> **The exercise**:
Render the records as a numbered list, beginning at the line that has "PUT /point-set" and stopping after the line that has "column 421, row 89". Leave out blank lines and the pictures.
──────────
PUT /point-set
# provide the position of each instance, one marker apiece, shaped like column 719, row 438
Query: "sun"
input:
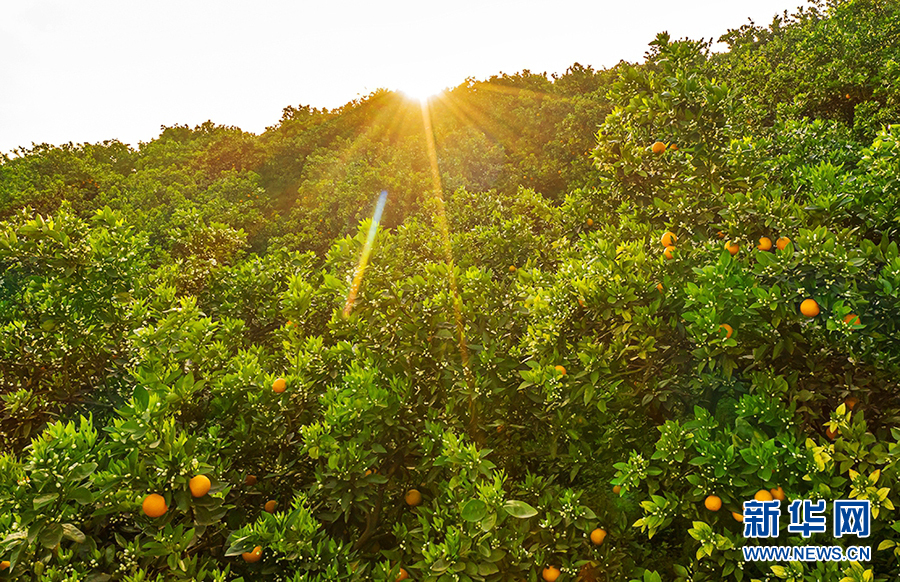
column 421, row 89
──────────
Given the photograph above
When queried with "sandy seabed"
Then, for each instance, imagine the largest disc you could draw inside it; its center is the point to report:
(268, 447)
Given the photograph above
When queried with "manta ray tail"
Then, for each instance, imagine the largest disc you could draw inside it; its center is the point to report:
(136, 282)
──────────
> **Answer to the problem**:
1. PUT /point-set
2. # provide the position of each instance, one marker apiece, shaped like column 719, row 438
3. Query: "sun"
4. input:
5. column 421, row 89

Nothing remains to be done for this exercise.